TRAVAIL DEMANDÉ =>
1. Renvoyez le passage du texte fourni qui va de « Ils ne parlaient » jusqu'à « petit peu plus. » inclus, sans rien y changer.
2. Renvoyez, sans les modifier, toutes les lignes fournies qui contiennent le mot « instance ».

TEXTE FOURNI =>
------------------------------

AmauryWatremez

avatar 07/06/2012 @ 13:30:09
Fahrenheit 451 2.0

Dans le bus Montag regardait les gosses entre eux, les écoutait, et soupira encore une fois :

Ils ne parlaient que du dernier modèle de téléphone portable, de leurs habits, de la dernière émission soit-disant téléréelle, soumis qu'ils étaient à la publicité, à la télévision et aux écrans omniprésents. Les écrans singeaient la vie, n'en montraient qu'un reflet flatteur, confortant les spectateurs dans leurs désirs étriqués et narcissiques, les incitant à ne pas rechercher autre chose, et à ne pas s'élever un tout petit peu plus.

Ceux-ci étaient de plus en plus grands, envahissaient les murs, ce qui faisait la fierté des ménagères, de leurs maris, et de leur progéniture. Tous n'avaient de cesse d'acheter ou de faire tout pour pouvoir acheter la dernière babiole électronique à la mode, ou imposée comme telle.

Plus jamais on ne voyait de bibliothèques dans les intérieurs montrés comme exemplaires. Les personnes en auraient conçu comme de la honte immédiate, celui qui sortait un livre gênait comme si la lecture, la rêverie aussi, étaient devenus des pratiques inavouables.

Il n'y avait plus beaucoup de petits garçons pour rêver sur ce que cachait derrière ses décors une fête foraine, comme dans « l'Homme illustré » de Ray Bradbury, un des derniers grands rêveurs mélancoliques qui venaient de mourir, et quels secrets il pouvait bien y avoir derrière les tatouages de l'étrange « monsieur Loyal » juste à l'entrée.

Il n'y avait plus tellement de rêveurs, comme dans les « Chroniques martiennes » pour imaginer les paysages poétiques et grandioses de Mars, ses habitants étranges, et les sentiments qu'y vivraient les explorateurs. Les gens ne sortaient pas du présent, et de ce qu'il considérait comme le réel, qui n'était au fond que la trivialité la plus basse, parfois le rêve, l'utopie, et aussi les cauchemars, sont bien plus tangibles.

Il remarqua que leur vocabulaire se simplifiait de plus en plus en plus, vieux comme jeunes, ils parlaient comme les enfants sauvages qu'ils redevenaient un peu plus chaque seconde dans cette société bruyante mais creuse, toute en vacuité.

------------------------------

DONNÉES FOURNIES =>
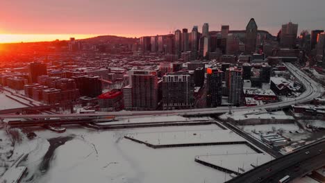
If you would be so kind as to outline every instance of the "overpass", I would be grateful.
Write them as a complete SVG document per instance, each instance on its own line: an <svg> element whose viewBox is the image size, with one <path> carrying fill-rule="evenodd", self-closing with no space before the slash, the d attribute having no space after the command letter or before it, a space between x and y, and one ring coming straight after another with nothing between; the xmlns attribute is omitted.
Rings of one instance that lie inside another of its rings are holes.
<svg viewBox="0 0 325 183"><path fill-rule="evenodd" d="M284 63L288 69L305 87L306 91L299 96L294 99L278 103L265 104L252 107L233 107L231 111L243 111L265 109L267 110L276 110L288 107L292 105L308 103L315 98L322 96L324 89L321 85L312 80L299 69L291 63ZM108 116L152 116L152 115L210 115L226 113L229 111L228 107L217 107L214 108L201 108L179 110L160 110L160 111L120 111L112 112L101 112L98 114L31 114L31 115L0 115L1 119L42 119L42 118L82 118L97 117L105 118Z"/></svg>
<svg viewBox="0 0 325 183"><path fill-rule="evenodd" d="M226 183L278 182L285 175L292 180L325 166L325 141L275 159L241 174Z"/></svg>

------------------------------

RÉPONSES AUX CONSIGNES =>
1.
Ils ne parlaient que du dernier modèle de téléphone portable, de leurs habits, de la dernière émission soit-disant téléréelle, soumis qu'ils étaient à la publicité, à la télévision et aux écrans omniprésents. Les écrans singeaient la vie, n'en montraient qu'un reflet flatteur, confortant les spectateurs dans leurs désirs étriqués et narcissiques, les incitant à ne pas rechercher autre chose, et à ne pas s'élever un tout petit peu plus.

2.
If you would be so kind as to outline every instance of the "overpass", I would be grateful.
Write them as a complete SVG document per instance, each instance on its own line: an <svg> element whose viewBox is the image size, with one <path> carrying fill-rule="evenodd", self-closing with no space before the slash, the d attribute having no space after the command letter or before it, a space between x and y, and one ring coming straight after another with nothing between; the xmlns attribute is omitted.
Rings of one instance that lie inside another of its rings are holes.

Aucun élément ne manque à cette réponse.